The NVIDIA A100 Tensor Core GPU delivers unprecedented acceleration at every scale for AI, data analytics, and high-performance computing (HPC) to tackle the world’s toughest computing challenges. As the engine of the NVIDIA data center platform, A100 can efficiently scale to thousands of GPUs or, with NVIDIA Multi-Instance GPU (MIG) technology, be partitioned into seven GPU instances to accelerate workloads of all sizes. And third-generation Tensor Cores accelerate every precision for diverse workloads, speeding time to insight and time to market.
A100 is part of the complete NVIDIA data center solution that incorporates building blocks across hardware, networking, software, libraries, and optimized AI models and applications from NGC™. Representing the most powerful end-to-end AI and HPC platform for data centers, it allows researchers to deliver real-world results and deploy solutions into production at scale.
AI networks are big, having millions to billions of parameters. Not all of these parameters are needed for accurate predictions, and some can be converted to zeros to make the models “sparse” without compromising accuracy. Tensor Cores in A100 can provide up to 2X higher performance for sparse models. While the sparsity feature more readily benefits AI inference, it can also improve the performance of model training.
An A100 GPU can be partitioned into as many as seven GPU instances, fully isolated at the hardware level with their own high-bandwidth memory, cache, and compute cores. MIG gives developers access to breakthrough acceleration for all their applications, and IT administrators can offer rightsized GPU acceleration for every job, optimizing utilization and expanding access to every user and application.

» **Instructions to follow**
Could you carry on the NVIDIA A100 GPU description above, picking up right after its final sentence?

» **Dataset extract**
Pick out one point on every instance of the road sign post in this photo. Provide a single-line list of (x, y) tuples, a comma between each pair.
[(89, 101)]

» **Response to this task**
A100 accelerates workloads big and small. Whether using MIG to partition an A100 GPU into smaller instances, or NVLink to connect multiple GPUs to accelerate large-scale workloads, A100 can readily handle different sized acceleration needs, from the smallest job to the biggest multi-node workload. A100’s versatility means IT managers can maximize the utility of every GPU in their data center around the clock.
NVIDIA NVLink in A100 delivers 2X higher throughput compared to the previous generation. When combined with NVIDIA NVSwitch™, up to 16 A100 GPUs can be interconnected at up to 600 gigabytes per second (GB/ sec) to unleash the highest application performance possible on a single server. NVLink is available in A100 SXM GPUs via HGX A100 server boards and in PCIe GPUs via an NVLink Bridge for up to 2 GPUs.
A100 delivers 312 teraFLOPS (TFLOPS) of deep learning performance. That’s 20X Tensor FLOPS for deep learning training and 20X Tensor TOPS for deep learning inference compared to NVIDIA Volta™ GPUs.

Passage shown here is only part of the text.